+++ Source records

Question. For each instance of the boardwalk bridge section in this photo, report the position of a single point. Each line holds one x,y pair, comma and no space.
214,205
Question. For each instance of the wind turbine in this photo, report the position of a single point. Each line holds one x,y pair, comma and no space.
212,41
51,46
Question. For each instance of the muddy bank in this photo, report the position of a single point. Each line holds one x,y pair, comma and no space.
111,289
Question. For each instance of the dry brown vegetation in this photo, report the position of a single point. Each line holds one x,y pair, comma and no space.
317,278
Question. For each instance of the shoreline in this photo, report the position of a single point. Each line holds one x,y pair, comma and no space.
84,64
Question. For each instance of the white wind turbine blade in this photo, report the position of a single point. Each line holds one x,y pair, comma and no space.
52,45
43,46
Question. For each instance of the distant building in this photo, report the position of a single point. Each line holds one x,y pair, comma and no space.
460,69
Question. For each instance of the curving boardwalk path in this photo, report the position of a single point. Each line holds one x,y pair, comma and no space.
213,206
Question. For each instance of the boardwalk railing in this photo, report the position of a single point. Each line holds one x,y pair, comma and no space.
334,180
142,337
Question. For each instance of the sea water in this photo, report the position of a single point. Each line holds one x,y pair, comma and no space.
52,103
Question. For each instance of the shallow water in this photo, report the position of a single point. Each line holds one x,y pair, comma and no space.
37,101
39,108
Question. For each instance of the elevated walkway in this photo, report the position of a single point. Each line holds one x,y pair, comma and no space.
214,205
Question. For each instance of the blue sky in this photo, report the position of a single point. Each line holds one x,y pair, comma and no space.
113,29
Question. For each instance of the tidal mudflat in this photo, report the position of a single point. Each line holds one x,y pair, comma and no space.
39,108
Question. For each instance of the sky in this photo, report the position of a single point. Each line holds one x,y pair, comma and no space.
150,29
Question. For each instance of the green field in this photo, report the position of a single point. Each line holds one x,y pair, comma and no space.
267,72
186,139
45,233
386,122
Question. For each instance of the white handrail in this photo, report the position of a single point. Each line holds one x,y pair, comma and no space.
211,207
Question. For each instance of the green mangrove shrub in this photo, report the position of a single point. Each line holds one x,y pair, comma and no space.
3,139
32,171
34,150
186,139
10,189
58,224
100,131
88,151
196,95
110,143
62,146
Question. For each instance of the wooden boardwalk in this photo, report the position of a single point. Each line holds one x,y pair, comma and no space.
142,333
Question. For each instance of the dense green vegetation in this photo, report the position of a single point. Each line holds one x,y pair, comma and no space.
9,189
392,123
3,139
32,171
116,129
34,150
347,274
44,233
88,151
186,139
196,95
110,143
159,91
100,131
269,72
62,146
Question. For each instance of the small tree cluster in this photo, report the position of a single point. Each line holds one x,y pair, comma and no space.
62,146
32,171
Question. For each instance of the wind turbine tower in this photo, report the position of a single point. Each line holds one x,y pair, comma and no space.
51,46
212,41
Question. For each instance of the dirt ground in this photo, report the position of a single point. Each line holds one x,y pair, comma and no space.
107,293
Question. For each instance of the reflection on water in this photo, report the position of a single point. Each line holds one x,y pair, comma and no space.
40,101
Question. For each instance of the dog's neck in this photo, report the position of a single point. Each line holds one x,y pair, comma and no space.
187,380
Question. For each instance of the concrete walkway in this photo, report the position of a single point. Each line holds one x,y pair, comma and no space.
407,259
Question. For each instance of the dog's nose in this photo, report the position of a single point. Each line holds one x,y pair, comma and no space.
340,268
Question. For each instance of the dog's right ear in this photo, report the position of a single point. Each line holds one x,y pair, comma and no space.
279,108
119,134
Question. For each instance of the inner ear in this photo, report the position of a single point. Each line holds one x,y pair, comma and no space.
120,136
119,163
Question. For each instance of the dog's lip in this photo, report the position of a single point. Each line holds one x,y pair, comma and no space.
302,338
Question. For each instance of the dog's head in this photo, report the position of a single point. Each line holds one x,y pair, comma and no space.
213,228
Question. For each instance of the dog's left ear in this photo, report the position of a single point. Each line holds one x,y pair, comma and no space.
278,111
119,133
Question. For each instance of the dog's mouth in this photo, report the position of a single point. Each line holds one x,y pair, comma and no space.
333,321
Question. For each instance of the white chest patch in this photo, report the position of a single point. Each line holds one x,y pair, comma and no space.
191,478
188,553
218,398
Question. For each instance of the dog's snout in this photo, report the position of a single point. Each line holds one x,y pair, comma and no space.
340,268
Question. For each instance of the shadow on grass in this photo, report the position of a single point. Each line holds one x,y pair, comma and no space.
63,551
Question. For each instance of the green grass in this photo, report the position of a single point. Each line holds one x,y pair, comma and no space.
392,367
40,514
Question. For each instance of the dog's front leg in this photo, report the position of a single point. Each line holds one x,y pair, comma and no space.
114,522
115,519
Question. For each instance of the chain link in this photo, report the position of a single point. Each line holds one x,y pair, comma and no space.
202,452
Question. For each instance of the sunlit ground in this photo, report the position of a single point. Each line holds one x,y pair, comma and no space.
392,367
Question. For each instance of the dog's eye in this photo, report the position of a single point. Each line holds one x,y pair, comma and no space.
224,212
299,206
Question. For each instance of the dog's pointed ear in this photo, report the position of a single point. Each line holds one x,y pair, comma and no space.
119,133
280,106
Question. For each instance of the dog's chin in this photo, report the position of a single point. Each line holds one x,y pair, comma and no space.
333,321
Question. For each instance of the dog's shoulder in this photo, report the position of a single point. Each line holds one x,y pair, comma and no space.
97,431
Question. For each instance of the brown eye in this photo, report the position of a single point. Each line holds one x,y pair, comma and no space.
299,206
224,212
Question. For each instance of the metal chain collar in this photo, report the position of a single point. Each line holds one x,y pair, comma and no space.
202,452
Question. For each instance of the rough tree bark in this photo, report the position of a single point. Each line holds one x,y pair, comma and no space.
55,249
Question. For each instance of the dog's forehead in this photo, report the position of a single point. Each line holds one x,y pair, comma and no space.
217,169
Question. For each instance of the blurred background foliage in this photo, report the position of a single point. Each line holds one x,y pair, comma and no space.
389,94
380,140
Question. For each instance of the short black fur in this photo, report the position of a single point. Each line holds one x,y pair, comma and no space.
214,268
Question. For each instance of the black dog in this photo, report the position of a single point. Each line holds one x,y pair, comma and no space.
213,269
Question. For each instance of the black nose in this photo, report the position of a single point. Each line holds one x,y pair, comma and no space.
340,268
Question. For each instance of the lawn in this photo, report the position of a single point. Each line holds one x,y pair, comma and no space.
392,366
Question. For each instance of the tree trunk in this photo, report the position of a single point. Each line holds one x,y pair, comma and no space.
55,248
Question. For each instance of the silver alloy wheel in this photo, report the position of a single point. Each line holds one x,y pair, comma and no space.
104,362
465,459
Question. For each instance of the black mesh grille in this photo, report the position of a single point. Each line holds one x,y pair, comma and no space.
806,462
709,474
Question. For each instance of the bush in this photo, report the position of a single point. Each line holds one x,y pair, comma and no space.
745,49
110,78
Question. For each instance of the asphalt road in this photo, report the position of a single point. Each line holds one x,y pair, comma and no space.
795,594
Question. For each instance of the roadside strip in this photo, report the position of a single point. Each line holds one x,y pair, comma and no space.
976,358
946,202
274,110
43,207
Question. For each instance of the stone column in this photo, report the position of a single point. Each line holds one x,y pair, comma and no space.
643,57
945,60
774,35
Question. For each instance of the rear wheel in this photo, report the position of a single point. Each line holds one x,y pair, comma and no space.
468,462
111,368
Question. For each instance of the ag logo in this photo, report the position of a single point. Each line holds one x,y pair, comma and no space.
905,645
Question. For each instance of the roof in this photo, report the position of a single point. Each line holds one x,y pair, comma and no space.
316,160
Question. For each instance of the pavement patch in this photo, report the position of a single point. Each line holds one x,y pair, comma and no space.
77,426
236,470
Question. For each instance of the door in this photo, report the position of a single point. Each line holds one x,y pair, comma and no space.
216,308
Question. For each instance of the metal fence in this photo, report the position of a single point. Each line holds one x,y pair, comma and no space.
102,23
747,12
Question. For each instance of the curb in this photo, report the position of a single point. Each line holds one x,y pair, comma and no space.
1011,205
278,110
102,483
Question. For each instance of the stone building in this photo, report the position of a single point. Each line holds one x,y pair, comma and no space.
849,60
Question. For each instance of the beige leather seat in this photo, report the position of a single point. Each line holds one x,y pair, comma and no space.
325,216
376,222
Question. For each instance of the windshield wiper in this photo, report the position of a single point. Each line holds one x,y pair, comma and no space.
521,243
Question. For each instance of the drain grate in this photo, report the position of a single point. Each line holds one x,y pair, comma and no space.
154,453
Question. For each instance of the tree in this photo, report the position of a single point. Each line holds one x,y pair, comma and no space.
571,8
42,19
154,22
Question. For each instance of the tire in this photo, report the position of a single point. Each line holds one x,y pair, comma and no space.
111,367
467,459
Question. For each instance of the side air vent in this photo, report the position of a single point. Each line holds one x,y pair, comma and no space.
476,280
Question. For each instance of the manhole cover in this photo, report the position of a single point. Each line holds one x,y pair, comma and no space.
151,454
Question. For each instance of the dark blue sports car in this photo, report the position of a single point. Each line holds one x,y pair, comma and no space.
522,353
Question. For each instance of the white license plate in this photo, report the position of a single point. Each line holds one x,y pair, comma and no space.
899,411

++++++

Stated exercise
Repeat the lines from the one containing "Question. For each instance of the windshield" through the end of the listing, exactly and without any other lines; both ends are included.

Solution to this problem
Question. For each instance of the windshield wiper in this photo, report the position of a single point. Each line holds one x,y pair, comma and no space.
521,243
Question. For each instance of the drain grate in this photo, report the position of a single point. Each line holds one x,y pair, comma and no space.
154,453
Question. For each instance of the tree in this photo, report the position of a single point. Each line holds one x,y pair, comma and no space.
571,8
42,19
154,22
Question. For each instance of the tire in this photo, report the position of a single point. Each line holds one x,y pair, comma and no space.
111,367
467,459
Question. For each instance of the side air vent in this photo, report the position of a single point. Each line holds one x,y pair, comma and no space.
476,280
Question. For each instance of the manhole cover in this photo, report the position of a single point. Each line holds one x,y pair, comma and no space.
151,454
Question. For each instance of the dark blue sports car in this photo, report the position of a single point. Each line holds one x,y pair, comma and no space.
522,353
Question. For each instance of the white license plate in this photo, report the position of a single point. Each line holds one x,y pair, comma and no space.
899,411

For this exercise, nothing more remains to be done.